• Reading text:
-- start --
Net Realized Gains or Losses, Net Change in Unrealized Appreciation or Depreciation and Net Change in Unrealized Gains or Losses on Foreign Currency
Gains or losses on the sale of investments are calculated by using the specific identification method. We measure realized gains or losses by the difference between the net proceeds from the repayment or sale and the amortized cost basis of the investment, without regard to unrealized appreciation or depreciation previously recognized, but considering unamortized fees. Net change in unrealized appreciation or depreciation reflects the change in portfolio investment values during the reporting period, including any reversal of previously recorded unrealized gains or losses when gains or losses are realized. Net change in unrealized gains or losses on foreign currency reflects the change in the value of receivables or accruals during the reporting period due to the impact of foreign currency fluctuations.
Uncertainty in Income Taxes
We evaluate our tax positions to determine if the tax positions taken meet the minimum recognition threshold in connection with accounting for uncertainties in income tax positions taken or expected to be taken for the purposes of measuring and recognizing tax benefits or liabilities in our consolidated financial statements. Recognition of a tax benefit or liability with respect to an uncertain tax position is required only when the position is “more likely than not” to be sustained assuming examination by taxing authorities. We recognize interest and penalties, if any, related to unrecognized tax liabilities as income tax expense in our consolidated statements of operations. During the three months ended March 31, 2018 and 2017, we did not incur any interest or penalties.
-- end --
• Job 1: In the accounting text, what method is used to calculate gains or losses on the sale of investments?
• Job 2: Reproduce the accounting text word for word, starting at "Uncertainty in Income" and ending at "interest or penalties.".

• Provided information:
-- start --
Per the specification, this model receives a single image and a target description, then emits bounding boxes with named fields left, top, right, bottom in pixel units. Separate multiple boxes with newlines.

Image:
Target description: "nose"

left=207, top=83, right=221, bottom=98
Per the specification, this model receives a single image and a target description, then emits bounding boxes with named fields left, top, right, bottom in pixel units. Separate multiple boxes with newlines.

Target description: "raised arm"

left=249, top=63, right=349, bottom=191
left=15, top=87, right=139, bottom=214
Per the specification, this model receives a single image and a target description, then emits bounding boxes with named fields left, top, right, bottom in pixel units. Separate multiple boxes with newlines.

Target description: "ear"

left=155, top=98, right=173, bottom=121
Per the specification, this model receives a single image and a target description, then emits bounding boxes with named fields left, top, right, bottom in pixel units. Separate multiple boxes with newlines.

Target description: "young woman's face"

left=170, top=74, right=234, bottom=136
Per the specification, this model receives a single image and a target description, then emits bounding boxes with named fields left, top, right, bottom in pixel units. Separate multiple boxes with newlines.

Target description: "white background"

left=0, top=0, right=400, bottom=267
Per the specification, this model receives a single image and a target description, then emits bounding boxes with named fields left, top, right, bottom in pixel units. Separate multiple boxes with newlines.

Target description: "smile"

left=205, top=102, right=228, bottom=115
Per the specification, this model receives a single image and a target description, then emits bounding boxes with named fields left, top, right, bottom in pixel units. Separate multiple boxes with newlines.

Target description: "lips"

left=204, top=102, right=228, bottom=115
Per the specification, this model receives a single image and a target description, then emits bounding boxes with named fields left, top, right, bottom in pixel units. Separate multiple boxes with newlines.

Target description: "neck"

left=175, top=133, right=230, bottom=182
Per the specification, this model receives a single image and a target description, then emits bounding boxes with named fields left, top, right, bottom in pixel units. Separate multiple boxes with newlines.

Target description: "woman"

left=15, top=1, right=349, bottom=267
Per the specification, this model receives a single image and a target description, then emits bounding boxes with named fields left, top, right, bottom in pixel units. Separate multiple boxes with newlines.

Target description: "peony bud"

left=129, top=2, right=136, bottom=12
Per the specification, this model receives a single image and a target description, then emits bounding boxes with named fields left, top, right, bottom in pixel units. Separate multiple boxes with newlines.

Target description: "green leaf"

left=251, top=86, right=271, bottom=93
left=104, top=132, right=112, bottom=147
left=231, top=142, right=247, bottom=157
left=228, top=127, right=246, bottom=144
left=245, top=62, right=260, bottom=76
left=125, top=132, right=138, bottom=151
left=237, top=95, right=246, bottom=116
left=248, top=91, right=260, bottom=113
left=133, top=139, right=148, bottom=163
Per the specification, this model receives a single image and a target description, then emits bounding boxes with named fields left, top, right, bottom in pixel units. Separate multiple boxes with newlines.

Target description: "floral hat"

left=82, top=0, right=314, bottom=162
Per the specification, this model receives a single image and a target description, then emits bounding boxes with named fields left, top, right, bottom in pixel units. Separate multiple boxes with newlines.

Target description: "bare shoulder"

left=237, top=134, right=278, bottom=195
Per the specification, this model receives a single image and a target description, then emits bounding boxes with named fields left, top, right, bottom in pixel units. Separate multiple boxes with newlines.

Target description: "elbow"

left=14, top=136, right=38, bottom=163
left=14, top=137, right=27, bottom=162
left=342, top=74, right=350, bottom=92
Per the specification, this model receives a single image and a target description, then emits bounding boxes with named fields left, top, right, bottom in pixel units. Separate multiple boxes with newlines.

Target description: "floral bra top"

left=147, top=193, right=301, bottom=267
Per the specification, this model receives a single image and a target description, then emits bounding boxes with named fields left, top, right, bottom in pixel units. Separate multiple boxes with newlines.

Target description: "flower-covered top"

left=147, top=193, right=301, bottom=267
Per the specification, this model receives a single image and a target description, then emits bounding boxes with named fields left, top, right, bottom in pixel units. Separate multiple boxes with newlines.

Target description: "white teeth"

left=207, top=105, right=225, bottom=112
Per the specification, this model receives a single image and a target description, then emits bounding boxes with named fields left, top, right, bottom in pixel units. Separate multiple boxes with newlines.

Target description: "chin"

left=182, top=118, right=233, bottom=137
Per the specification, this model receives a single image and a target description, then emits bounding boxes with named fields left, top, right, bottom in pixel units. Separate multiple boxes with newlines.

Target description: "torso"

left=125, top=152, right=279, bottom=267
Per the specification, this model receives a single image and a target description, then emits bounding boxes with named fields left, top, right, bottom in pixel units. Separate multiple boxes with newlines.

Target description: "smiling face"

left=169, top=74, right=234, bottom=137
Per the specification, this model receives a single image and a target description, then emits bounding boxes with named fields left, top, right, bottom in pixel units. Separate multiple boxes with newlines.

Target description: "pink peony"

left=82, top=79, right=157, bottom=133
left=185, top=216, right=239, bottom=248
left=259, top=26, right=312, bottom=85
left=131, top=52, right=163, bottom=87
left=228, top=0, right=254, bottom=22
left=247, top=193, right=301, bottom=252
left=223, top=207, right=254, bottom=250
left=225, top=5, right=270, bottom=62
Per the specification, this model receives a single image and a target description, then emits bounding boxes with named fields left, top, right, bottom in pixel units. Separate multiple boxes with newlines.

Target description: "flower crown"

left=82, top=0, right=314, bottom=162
-- end --
• Reply 1: The specific identification method.

• Reply 2:
Uncertainty in Income Taxes
We evaluate our tax positions to determine if the tax positions taken meet the minimum recognition threshold in connection with accounting for uncertainties in income tax positions taken or expected to be taken for the purposes of measuring and recognizing tax benefits or liabilities in our consolidated financial statements. Recognition of a tax benefit or liability with respect to an uncertain tax position is required only when the position is “more likely than not” to be sustained assuming examination by taxing authorities. We recognize interest and penalties, if any, related to unrecognized tax liabilities as income tax expense in our consolidated statements of operations. During the three months ended March 31, 2018 and 2017, we did not incur any interest or penalties.